[Start Extract to read]
Using Seq2SeqTrainer to eval during training?

following the instruction of run_summarization.py in the example/summarization/ folder.

To further eval the trained model during training, i set the eval_strategy = "steps" and the bash file is:

CUDA_VISIBLE_DEVICES=4,5,6,7 python -m torch.distributed.launch \
    --nproc_per_node 4 \
    --use_env \
    $(pwd)/run_summarization.py \
    --model_name_or_path /path/to/bart-base \
    --dataset_name cnn_dailymail \
    --dataset_config_name 3.0.0 \
    --per_device_train_batch_size 16 \
    --per_device_eval_batch_size 16 \
    --num_train_epochs 5 \
    --do_train \
    --do_eval \
    --predict_with_generate \
    --learning_rate 3e-5 \
    --label_smoothing_factor 0.1 \
    --weight_decay 0.01 \
    --max_grad_norm 1.0 \
    --logging_strategy 'steps' \
    --logging_steps 1000 \
    --save_strategy 'steps' \
    --save_steps 5000 \
    --save_total_limit 3 \
    --evaluation_strategy 'steps' \
    --eval_steps 5000 \
    --fp16 \
    --output_dir /path/to/output_dir \

But when eval during training, the eval results seem not will. The max_length & num_beams are set to default values in the Config files of BART(max_length=20, num_beams=4).
[End Extract to read]
Work to do =
1. Pull out every line of the listing below that contains the word "window".
2. Carry the post about evaluating with Seq2SeqTrainer during training further, picking up after its final sentence.
The post about evaluating with Seq2SeqTrainer during training has no connection to the listing below.
[Start Entries shown]
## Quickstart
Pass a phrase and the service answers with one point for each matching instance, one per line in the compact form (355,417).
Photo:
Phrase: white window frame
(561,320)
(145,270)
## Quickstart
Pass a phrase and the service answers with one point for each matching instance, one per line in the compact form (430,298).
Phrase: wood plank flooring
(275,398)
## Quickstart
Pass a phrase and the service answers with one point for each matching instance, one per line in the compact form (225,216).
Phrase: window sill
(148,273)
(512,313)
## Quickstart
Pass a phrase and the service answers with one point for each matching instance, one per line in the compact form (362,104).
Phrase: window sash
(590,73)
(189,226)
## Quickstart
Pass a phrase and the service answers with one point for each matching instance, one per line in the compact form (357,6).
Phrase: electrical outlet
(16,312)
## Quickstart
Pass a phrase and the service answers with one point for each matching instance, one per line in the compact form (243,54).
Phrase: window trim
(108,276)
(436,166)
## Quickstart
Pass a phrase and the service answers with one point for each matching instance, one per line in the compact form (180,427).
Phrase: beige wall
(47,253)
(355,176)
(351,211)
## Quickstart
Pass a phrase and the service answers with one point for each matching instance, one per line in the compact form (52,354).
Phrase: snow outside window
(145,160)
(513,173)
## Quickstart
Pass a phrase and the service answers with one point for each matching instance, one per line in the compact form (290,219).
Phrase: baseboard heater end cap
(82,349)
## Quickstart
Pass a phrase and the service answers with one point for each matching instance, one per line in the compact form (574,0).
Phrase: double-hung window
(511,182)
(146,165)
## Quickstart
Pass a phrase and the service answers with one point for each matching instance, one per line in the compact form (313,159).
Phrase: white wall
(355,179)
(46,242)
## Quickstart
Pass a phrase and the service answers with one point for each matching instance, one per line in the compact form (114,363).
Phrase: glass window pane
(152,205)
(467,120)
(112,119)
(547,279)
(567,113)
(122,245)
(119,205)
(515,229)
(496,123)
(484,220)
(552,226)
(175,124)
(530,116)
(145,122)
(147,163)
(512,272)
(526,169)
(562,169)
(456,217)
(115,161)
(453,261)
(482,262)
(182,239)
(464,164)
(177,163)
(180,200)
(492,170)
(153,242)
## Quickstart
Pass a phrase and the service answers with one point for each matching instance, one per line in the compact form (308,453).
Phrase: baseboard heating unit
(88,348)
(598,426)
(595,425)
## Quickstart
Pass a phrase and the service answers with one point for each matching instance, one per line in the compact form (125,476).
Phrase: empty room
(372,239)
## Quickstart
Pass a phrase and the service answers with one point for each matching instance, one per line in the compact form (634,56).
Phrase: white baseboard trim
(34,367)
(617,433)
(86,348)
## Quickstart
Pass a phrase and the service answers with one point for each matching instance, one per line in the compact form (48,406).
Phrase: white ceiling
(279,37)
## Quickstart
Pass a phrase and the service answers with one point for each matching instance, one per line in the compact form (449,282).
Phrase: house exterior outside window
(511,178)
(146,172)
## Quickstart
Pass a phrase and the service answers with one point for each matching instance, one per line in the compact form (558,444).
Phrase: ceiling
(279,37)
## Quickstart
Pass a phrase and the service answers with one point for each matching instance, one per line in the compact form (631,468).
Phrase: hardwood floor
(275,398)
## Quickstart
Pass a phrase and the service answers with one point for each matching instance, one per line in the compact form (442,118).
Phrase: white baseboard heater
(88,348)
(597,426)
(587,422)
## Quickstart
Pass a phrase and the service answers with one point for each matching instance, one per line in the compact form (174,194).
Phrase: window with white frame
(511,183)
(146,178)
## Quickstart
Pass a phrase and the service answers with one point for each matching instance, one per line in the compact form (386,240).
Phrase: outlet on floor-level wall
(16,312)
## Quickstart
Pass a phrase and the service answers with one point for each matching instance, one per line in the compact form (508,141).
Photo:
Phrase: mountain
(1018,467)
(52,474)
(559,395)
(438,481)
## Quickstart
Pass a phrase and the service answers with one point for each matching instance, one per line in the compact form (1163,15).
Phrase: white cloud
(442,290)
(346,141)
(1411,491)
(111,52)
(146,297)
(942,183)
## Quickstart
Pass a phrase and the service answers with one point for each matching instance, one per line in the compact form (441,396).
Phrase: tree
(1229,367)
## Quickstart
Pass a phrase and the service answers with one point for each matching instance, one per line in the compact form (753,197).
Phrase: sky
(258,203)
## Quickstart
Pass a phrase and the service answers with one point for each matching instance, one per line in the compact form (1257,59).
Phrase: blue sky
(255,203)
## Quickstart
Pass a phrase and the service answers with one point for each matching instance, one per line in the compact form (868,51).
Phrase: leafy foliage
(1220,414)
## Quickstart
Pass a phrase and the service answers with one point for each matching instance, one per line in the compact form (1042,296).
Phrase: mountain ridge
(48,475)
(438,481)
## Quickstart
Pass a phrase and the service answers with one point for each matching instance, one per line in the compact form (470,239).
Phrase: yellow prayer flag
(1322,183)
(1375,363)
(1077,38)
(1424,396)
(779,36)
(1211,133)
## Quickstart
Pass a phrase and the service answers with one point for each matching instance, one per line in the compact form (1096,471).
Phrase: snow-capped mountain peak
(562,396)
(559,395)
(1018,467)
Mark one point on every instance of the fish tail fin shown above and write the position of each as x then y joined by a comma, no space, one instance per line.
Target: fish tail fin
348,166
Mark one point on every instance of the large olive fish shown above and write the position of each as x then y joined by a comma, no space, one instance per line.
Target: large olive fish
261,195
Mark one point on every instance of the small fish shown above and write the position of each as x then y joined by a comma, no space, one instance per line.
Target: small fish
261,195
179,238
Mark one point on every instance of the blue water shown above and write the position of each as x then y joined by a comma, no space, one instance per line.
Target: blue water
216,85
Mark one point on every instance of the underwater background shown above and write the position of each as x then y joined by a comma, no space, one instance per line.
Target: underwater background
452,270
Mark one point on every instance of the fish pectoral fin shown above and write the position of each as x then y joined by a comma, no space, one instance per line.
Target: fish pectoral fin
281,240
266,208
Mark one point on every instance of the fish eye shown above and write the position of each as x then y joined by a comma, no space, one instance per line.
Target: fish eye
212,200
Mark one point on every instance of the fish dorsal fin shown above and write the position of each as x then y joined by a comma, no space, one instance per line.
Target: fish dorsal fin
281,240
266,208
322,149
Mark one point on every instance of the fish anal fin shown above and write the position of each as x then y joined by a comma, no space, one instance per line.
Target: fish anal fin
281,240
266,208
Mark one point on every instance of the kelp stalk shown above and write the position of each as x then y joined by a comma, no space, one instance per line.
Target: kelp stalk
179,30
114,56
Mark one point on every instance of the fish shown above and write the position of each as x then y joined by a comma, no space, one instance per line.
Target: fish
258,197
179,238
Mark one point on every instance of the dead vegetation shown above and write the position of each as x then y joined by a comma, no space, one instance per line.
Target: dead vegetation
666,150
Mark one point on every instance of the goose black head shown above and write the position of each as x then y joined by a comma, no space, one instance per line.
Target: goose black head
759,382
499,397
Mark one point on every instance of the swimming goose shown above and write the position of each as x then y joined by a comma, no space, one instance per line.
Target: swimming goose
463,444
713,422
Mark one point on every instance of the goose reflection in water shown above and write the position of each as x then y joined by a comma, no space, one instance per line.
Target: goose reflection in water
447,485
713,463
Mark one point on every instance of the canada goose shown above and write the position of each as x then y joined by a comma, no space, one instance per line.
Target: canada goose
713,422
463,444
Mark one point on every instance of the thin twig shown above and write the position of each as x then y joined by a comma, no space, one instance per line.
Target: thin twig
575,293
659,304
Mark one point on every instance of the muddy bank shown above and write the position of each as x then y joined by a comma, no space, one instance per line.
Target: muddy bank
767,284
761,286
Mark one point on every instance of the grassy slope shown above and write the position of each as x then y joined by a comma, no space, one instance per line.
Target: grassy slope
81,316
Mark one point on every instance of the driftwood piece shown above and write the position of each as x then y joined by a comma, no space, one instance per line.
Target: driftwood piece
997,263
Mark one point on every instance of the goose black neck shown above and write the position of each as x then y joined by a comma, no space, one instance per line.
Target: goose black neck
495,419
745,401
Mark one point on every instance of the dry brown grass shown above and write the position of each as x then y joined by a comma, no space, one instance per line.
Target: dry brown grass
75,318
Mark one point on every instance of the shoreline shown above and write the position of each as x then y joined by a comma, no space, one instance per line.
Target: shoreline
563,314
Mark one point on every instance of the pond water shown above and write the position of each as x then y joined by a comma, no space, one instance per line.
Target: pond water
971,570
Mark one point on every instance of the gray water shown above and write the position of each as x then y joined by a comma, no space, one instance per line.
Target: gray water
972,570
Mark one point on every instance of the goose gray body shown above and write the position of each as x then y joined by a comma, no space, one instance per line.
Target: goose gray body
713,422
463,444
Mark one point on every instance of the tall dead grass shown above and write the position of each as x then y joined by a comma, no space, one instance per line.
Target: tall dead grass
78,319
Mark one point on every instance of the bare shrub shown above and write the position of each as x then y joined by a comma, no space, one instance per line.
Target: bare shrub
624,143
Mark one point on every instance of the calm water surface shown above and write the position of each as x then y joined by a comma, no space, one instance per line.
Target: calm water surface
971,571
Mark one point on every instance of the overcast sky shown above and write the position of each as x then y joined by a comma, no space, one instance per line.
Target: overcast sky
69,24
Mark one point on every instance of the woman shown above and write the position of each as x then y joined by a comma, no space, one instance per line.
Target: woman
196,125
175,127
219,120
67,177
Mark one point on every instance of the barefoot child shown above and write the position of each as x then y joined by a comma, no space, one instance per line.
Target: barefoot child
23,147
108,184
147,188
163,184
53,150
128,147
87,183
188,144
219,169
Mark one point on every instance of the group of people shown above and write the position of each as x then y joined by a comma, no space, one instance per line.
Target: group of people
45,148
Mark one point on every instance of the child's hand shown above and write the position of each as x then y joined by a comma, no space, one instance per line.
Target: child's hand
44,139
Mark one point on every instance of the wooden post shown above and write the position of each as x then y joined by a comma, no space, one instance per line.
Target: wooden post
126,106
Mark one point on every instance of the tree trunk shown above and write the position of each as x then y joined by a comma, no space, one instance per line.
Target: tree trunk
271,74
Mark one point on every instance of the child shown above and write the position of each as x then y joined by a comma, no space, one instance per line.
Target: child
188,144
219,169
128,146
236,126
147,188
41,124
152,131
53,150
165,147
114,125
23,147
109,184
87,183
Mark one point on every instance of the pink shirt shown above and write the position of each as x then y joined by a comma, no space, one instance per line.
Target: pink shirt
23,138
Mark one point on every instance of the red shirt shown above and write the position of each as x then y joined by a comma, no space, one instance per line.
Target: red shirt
[End Entries shown]
Results =
1.
Phrase: white window frame
Phrase: window sill
Phrase: window sash
Phrase: window trim
Phrase: snow outside window
Phrase: double-hung window
Phrase: glass window pane
Phrase: house exterior outside window
Phrase: window with white frame

2.
Functions relative to the problem might be:

train -- trainer.py
 _maybe_log_save_evaluate -- trainer.py
evaluate --trainer_seq2seq.py
evaluate -- trainer.py
evaluation_loop -- train.py
prediction_step --trainer_seq2seq.py

maybe in the trainer_seq2seq.py, TheSeq2SeqTrainer should ovrride the _maybe_log_save_evaluate function to explictly provided the max_length & num_beams hyper-parameters ?


Another problems is in the run_summarization_no_trainer.py.
in the Link 293, It didn’t provide the fp16, so in the Link 444, the accelerator.use_fp16 must be False. I guess the fp16 should be added in the parser as a hyper-parameter ?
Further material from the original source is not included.